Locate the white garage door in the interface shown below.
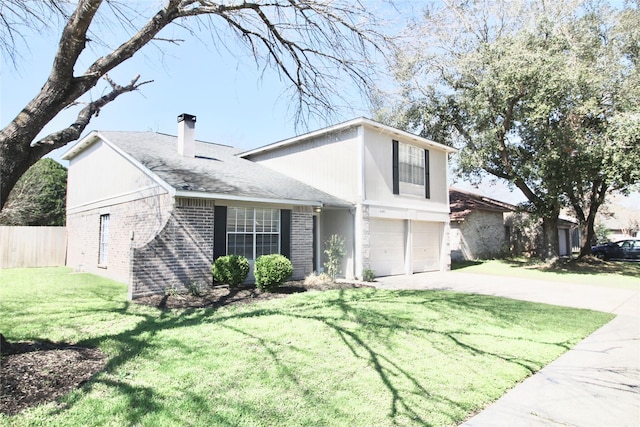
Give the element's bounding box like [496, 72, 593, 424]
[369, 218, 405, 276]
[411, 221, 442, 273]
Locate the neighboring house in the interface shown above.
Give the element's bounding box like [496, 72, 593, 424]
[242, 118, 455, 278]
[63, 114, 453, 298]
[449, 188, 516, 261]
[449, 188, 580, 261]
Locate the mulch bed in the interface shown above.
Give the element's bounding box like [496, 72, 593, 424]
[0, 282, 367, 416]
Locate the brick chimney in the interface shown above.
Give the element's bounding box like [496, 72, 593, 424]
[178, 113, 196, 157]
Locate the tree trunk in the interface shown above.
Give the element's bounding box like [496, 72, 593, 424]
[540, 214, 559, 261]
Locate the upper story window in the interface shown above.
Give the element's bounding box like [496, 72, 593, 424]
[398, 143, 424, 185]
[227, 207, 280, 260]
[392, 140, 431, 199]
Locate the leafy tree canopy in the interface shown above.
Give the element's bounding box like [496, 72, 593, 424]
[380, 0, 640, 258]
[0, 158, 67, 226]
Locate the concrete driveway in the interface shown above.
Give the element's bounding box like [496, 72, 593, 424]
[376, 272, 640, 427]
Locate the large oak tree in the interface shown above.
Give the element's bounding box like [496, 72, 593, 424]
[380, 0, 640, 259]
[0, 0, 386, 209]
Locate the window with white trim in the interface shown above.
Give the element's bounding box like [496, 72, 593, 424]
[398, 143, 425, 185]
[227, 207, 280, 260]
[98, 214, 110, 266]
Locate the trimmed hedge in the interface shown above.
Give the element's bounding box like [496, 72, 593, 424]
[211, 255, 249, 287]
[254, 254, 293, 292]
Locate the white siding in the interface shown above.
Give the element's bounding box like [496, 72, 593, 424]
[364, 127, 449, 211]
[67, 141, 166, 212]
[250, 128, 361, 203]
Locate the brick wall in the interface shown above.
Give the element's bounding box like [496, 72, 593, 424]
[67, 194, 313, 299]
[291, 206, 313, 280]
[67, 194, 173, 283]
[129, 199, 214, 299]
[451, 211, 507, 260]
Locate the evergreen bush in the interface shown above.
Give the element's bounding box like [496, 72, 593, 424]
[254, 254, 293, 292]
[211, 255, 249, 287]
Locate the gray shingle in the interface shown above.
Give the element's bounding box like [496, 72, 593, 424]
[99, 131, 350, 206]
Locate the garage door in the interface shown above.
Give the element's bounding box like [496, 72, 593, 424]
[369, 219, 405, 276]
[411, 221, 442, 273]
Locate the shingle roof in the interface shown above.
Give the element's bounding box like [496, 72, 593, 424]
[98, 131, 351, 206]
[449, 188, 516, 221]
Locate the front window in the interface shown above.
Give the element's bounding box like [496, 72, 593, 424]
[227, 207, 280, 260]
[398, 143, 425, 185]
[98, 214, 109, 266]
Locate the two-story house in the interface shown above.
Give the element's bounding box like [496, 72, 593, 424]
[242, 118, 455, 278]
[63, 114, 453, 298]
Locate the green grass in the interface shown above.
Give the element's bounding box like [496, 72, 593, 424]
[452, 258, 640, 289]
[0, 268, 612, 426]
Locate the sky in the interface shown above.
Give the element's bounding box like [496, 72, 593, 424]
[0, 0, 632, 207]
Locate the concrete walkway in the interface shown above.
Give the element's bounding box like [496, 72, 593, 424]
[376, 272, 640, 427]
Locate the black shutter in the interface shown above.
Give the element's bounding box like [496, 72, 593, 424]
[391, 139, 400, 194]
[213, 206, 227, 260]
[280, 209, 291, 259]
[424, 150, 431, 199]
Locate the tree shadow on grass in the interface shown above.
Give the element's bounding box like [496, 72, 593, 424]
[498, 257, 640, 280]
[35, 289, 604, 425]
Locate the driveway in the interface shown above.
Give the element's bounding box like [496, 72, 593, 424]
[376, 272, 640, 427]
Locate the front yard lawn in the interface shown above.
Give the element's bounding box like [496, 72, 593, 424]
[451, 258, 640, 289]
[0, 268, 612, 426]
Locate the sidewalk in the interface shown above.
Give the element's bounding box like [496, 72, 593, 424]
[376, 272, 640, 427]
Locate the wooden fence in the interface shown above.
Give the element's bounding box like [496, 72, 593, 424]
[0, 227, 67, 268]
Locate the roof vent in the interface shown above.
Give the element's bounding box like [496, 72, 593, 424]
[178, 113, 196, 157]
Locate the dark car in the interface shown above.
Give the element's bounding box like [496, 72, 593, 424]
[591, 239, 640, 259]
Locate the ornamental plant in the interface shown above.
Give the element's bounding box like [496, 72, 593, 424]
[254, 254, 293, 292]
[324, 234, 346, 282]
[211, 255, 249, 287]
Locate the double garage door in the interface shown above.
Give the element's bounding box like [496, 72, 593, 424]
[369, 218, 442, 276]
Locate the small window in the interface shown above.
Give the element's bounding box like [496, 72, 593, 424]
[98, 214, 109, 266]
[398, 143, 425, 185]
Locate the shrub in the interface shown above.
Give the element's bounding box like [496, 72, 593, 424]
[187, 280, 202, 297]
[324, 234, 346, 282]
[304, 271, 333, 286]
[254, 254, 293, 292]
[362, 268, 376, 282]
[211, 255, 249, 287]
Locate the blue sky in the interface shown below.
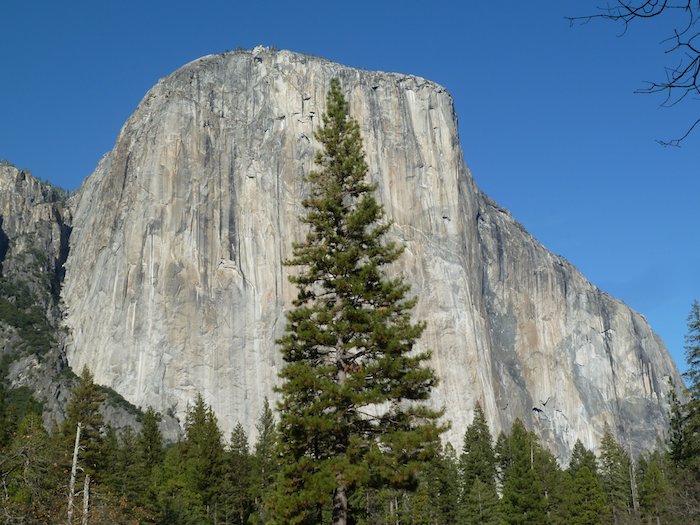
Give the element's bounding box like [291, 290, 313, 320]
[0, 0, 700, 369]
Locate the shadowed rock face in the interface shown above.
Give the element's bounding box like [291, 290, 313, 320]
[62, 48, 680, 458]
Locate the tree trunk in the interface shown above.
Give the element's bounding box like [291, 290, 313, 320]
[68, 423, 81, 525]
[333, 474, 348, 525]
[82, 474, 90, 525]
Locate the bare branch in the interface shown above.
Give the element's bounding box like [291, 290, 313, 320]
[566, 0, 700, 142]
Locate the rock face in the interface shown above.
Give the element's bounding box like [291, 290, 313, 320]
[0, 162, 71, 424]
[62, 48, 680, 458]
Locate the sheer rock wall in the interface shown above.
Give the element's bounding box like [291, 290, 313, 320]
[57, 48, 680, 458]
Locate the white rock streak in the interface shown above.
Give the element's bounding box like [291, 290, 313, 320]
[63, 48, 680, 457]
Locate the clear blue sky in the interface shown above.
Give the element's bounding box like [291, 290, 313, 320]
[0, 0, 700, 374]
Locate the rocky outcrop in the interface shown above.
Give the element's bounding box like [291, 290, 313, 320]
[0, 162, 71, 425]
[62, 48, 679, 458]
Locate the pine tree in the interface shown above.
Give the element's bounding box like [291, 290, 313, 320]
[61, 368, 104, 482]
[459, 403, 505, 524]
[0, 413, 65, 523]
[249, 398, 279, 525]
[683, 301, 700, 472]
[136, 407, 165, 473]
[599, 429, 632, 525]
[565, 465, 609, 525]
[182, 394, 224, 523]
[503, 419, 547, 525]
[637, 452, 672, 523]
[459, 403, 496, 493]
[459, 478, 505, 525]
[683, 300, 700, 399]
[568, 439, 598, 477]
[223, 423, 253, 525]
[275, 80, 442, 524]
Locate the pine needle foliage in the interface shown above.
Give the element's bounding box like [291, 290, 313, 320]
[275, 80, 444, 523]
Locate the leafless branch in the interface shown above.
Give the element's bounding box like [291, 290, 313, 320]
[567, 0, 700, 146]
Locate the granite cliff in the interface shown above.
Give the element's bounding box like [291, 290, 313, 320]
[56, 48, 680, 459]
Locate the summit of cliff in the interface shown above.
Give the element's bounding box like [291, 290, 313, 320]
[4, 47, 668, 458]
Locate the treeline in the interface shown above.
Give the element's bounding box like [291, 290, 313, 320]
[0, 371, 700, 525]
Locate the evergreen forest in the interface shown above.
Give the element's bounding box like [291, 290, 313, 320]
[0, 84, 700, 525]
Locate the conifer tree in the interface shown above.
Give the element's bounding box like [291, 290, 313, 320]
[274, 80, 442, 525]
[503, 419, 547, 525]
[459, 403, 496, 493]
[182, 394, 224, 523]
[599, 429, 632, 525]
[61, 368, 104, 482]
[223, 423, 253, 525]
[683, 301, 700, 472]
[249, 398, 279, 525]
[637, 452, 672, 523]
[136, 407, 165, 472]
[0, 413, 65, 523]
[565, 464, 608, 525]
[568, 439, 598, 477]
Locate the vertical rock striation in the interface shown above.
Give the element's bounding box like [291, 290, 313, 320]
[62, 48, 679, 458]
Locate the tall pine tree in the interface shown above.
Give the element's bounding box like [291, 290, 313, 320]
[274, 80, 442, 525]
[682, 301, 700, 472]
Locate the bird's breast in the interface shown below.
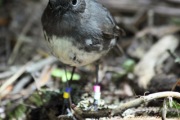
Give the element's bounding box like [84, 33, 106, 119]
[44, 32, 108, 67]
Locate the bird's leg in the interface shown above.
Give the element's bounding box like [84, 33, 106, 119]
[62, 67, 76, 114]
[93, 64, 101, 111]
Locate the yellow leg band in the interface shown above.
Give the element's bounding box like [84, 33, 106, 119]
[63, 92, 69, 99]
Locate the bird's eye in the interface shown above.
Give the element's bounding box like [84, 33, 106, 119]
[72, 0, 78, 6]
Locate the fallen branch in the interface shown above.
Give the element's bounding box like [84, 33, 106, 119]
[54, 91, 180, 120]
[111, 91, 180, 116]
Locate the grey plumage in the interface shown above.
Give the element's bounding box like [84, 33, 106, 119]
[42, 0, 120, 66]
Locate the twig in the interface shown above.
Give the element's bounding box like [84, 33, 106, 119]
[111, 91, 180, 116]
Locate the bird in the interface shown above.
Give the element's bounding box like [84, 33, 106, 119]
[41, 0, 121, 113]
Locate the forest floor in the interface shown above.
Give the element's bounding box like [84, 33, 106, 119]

= = = = = = =

**GIVEN REQUEST:** Copy the part of the data above word for word, from the line containing "Locate the twig in the interface shown above.", that line included, through the very end of the data.

**SOLUTION TO THIS EXERCISE:**
Locate the twig in the interface shown above.
Give the element's bounding box like [84, 33, 106, 119]
[111, 91, 180, 116]
Locate the bird in the interface shown above.
Give the element's bounding box like [84, 33, 106, 119]
[41, 0, 121, 113]
Locate the forest floor in the interface shown above.
Give the element's bounding box like [84, 33, 106, 119]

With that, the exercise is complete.